=== 任务说明 ===
将下面介绍 AdaBoost 的原文从头到尾照录一遍，一字不改。

=== 原文 ===
Python 实现: AdaBoost - Donny-Hikari - Github
Introduction
AdaBoost 是 Adaptive Boosting 的简称。 Boosting 是一种 Ensemble Learning 方法。 其他的 Ensemble Learning 方法还有 Bagging, Stacking 等。 Bagging, Boosting, Stacking 的区别如下:
-
Bagging:
Equal weight voting. Trains each model with a random drawn subset of training set. -
Boosting:
Trains each new model instance to emphasize the training instances that previous models mis-classified. Has better accuracy comparing to bagging, but also tends to overfit. -
Stacking:
Trains a learning algorithm to combine the predictions of several other learning algorithms.

=== 所给数据 ===

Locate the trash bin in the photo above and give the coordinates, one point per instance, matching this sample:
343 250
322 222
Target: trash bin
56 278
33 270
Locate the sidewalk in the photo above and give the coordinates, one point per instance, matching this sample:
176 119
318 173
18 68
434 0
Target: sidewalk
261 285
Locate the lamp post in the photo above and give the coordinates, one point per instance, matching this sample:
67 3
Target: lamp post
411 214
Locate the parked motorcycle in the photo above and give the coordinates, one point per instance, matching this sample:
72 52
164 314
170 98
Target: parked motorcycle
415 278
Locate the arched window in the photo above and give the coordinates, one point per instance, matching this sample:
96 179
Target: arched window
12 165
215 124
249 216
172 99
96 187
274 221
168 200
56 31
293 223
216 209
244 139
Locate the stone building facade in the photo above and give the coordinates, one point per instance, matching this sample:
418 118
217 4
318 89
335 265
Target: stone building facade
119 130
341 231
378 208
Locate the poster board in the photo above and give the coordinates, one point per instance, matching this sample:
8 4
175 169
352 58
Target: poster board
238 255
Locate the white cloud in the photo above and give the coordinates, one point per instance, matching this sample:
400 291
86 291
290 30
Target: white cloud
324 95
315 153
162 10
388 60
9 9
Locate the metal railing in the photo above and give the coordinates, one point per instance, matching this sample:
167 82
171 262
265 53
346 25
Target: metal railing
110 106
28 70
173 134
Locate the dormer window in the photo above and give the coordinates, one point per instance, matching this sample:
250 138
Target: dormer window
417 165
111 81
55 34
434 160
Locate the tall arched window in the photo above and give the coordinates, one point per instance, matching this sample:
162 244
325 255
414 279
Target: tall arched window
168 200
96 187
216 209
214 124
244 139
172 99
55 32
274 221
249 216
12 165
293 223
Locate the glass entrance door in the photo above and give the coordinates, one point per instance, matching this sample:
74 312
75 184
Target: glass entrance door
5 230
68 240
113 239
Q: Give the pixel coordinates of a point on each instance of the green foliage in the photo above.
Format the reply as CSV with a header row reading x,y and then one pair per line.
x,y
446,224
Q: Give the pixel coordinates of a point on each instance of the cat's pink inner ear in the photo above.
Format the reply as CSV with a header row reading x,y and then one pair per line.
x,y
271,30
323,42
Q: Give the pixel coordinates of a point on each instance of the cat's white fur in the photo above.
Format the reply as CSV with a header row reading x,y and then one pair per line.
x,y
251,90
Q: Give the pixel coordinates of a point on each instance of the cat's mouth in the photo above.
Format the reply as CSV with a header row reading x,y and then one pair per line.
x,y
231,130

=== 任务答案 ===
Python 实现: AdaBoost - Donny-Hikari - Github
Introduction
AdaBoost 是 Adaptive Boosting 的简称。 Boosting 是一种 Ensemble Learning 方法。 其他的 Ensemble Learning 方法还有 Bagging, Stacking 等。 Bagging, Boosting, Stacking 的区别如下:
-
Bagging:
Equal weight voting. Trains each model with a random drawn subset of training set. -
Boosting:
Trains each new model instance to emphasize the training instances that previous models mis-classified. Has better accuracy comparing to bagging, but also tends to overfit. -
Stacking:
Trains a learning algorithm to combine the predictions of several other learning algorithms.